EXERCISE PROMPT. All of the data is to be copied word for word.

** Opening SUPPLIED DATA block **

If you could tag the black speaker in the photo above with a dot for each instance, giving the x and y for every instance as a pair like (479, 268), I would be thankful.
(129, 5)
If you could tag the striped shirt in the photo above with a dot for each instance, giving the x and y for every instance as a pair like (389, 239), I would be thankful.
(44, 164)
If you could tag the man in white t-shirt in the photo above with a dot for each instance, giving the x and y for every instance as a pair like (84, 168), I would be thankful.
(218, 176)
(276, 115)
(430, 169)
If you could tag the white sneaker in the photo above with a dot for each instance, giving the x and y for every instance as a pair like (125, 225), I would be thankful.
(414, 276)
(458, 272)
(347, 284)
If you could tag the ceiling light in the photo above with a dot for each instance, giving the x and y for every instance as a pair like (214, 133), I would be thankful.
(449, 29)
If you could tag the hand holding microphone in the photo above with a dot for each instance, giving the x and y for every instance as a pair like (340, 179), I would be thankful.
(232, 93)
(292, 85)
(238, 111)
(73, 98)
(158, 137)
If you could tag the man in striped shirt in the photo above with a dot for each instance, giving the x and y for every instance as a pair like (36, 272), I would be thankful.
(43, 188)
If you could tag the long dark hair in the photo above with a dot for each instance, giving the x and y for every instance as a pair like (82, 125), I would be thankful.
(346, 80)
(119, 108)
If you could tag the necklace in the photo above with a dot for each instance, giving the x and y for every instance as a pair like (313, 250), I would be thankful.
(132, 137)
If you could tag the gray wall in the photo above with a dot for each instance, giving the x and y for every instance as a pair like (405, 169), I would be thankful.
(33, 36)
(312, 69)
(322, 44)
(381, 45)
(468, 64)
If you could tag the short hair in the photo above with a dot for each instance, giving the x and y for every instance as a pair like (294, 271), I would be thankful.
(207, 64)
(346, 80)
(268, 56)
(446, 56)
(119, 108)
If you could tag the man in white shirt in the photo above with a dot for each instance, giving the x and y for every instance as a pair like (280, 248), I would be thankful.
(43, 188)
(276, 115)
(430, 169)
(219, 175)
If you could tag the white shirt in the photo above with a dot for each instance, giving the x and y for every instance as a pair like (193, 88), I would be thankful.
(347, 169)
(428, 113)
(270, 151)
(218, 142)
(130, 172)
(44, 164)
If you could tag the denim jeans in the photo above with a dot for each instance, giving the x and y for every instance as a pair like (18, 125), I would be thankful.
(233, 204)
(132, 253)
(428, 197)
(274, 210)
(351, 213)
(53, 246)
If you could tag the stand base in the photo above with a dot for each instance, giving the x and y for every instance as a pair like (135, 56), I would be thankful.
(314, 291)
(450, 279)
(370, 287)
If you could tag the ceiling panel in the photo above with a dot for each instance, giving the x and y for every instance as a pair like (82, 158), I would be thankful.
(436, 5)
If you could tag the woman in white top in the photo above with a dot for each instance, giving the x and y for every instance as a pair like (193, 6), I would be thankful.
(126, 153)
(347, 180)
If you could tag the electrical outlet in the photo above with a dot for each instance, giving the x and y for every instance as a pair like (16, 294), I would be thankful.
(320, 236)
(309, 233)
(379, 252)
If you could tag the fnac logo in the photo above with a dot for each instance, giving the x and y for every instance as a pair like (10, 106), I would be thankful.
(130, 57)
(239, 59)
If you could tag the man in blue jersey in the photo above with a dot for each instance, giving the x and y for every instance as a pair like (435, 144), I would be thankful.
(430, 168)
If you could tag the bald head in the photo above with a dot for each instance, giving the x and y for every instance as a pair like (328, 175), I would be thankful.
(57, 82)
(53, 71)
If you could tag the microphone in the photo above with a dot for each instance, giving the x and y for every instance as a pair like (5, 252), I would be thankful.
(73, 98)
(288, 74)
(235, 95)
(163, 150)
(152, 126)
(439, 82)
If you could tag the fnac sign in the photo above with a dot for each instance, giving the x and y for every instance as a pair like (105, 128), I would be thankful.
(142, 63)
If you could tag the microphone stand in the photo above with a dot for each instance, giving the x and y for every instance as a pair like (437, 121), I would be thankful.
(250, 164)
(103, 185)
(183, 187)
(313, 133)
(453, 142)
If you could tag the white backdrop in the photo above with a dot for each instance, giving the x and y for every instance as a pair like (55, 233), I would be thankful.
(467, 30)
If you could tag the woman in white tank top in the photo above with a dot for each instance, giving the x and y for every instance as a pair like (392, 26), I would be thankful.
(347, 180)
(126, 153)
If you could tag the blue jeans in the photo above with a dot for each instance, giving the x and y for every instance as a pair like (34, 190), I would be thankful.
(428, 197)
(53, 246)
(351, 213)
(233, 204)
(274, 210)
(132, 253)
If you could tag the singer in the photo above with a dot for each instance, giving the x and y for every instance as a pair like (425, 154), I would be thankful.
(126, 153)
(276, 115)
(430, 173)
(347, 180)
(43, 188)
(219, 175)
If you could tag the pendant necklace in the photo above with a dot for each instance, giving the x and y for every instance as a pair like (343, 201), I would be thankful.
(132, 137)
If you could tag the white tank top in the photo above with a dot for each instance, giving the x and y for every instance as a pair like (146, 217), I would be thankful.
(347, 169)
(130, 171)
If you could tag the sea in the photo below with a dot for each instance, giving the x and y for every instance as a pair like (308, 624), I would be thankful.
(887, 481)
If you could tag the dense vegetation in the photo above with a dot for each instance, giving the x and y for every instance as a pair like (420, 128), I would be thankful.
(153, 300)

** Closing SUPPLIED DATA block **

REPLY.
If you could tag the black speaker in the photo above with a dot for each instance, giving the x and y for every instance as a pair like (479, 268), I would be thankful.
(129, 5)
If you could tag the striped shirt in the photo above with a dot for each instance, giving the x and y for every instance as a pair like (389, 239), I would be thankful.
(44, 164)
If you could tag the man in white t-shirt in the photo above with a dot for each instance, giving the x and y for every instance as a pair like (84, 168), I would be thankful.
(218, 176)
(276, 115)
(430, 169)
If you could tag the white sneaker in the photo above with a dot for each instance, giving the x and y for every instance as a pair like (125, 225), I would be thankful.
(414, 276)
(458, 272)
(347, 284)
If you could tag the ceiling light in the photo above with a dot for each instance, giving the x and y for every instance as a pair like (214, 133), I would be thankful.
(449, 29)
If you could tag the hand holding microphone in the photo above with a dot for each instance, giving the x and y for every instance as a pair like (340, 179), I would be thankful.
(232, 93)
(292, 85)
(238, 111)
(73, 98)
(158, 137)
If you could tag the man in striped shirt in the photo above with a dot for each instance, giving the x and y for every instance as a pair like (36, 272), I would be thankful.
(43, 188)
If you could tag the long dark hair in the photo above with a dot for each instance, giving the x and y for every instance as a pair like (82, 125), I would be thankful.
(346, 80)
(119, 108)
If you could tag the necklace in the photo above with a dot for each instance, giving the x and y for every instance as a pair like (313, 250), I would be thankful.
(132, 137)
If you could tag the gray wall in the photo above with a dot for each instance, giving the x and y for every instance as a pair like (405, 169), I would be thankful.
(33, 36)
(312, 69)
(322, 44)
(381, 45)
(468, 64)
If you could tag the short hair in the photo above with a dot for each instance, giving the x and y for every instance as a pair like (294, 271), I would be thankful.
(207, 64)
(346, 80)
(268, 56)
(446, 56)
(119, 108)
If you could tag the man in white shirt in the photo above with a dot for each instance, giving the x and y for every instance as a pair like (280, 248), I would be thankful.
(43, 188)
(276, 115)
(430, 169)
(219, 175)
If you could tag the white shirt in the photo above with a dot for each instance, giving the x and y for every instance as a pair like (193, 88), I would be thankful.
(347, 169)
(428, 113)
(270, 151)
(218, 142)
(130, 172)
(44, 164)
If you could tag the denim jeans in the photo above with a dot for each instance, giving the x and y for every instance as a pair like (18, 125), I would be thankful.
(233, 204)
(132, 253)
(428, 197)
(274, 210)
(351, 213)
(53, 246)
If you could tag the stand base in the photo above with a dot for each instance, giving the x and y for every instance as a pair like (135, 56), I would be thankful.
(314, 291)
(450, 279)
(370, 287)
If you could tag the ceiling panel in the photo above with a dot for each instance, giving the x and y for every instance as a pair like (82, 158), I would be thankful.
(436, 5)
If you could tag the woman in white top in the photo above with a dot for each instance, giving the x and y for every instance as a pair like (193, 6), I would be thankful.
(126, 153)
(347, 180)
If you could tag the electrical outlet in the photo above with a dot for each instance, giving the x and y for every instance as a pair like (16, 294), I would be thankful.
(320, 236)
(309, 233)
(379, 252)
If you could tag the fnac logo in the photo above with a dot for each instance, giving the x and y for every instance as a pair like (10, 106), I would be thankful.
(130, 57)
(239, 59)
If you could tag the man in blue jersey in the photo above with a dot for each instance, giving the x and y for every instance as a pair like (435, 144), I would be thankful.
(430, 168)
If you could tag the bald head in the photo above with a dot for each instance, giving the x and y for every instance as a pair like (328, 175), I would be thankful.
(57, 82)
(53, 71)
If you could tag the microphone in the photo above with a dot for each instance, giving the x and y for every instance as a pair like (5, 252), I would be thankful.
(73, 98)
(288, 74)
(235, 95)
(163, 150)
(152, 126)
(439, 82)
If you could tag the fnac sign in the photo above with a dot for each instance, giving the x and y for every instance as a pair like (105, 128), I would be thankful.
(142, 63)
If you could tag the microphone stand in the photo above with a dot for each instance, giving the x and y for every instance as a pair like (437, 121), I would be thankful.
(250, 164)
(103, 185)
(183, 187)
(313, 133)
(453, 142)
If you could tag the white backdrop in the photo above with a dot for each instance, giving the x and y for every instance as a pair like (55, 233), I would be thankful.
(467, 30)
If you could tag the woman in white tank top in the photo above with a dot for each instance, giving the x and y for every instance as a pair like (392, 26), I would be thankful.
(347, 180)
(126, 153)
If you could tag the blue jeans in the photo above with a dot for each instance, giving the x and y for every instance as a pair like (34, 190), I would be thankful.
(428, 197)
(53, 246)
(351, 213)
(233, 204)
(274, 210)
(132, 253)
If you could tag the singer in the photo above with a dot for each instance, giving the x and y for every instance as a pair like (425, 154), I would be thankful.
(126, 153)
(276, 115)
(430, 173)
(347, 180)
(43, 188)
(219, 175)
If you could tag the pendant necklace in the photo above with a dot for each instance, giving the x and y for every instance as a pair like (343, 201), I would be thankful.
(132, 137)
If you could tag the white tank top in the photo above with a dot for each instance, giving the x and y for every instance as a pair like (146, 217), I would be thankful.
(347, 169)
(130, 171)
If you could tag the sea in the photo below with a dot for each instance, giving the x and y for every instance as a pair like (308, 624), I would be thankful.
(887, 481)
If you could tag the dense vegetation in the photo above with a dot for each instance, giving the x and y for every instance as a pair like (420, 128), I would be thankful.
(153, 300)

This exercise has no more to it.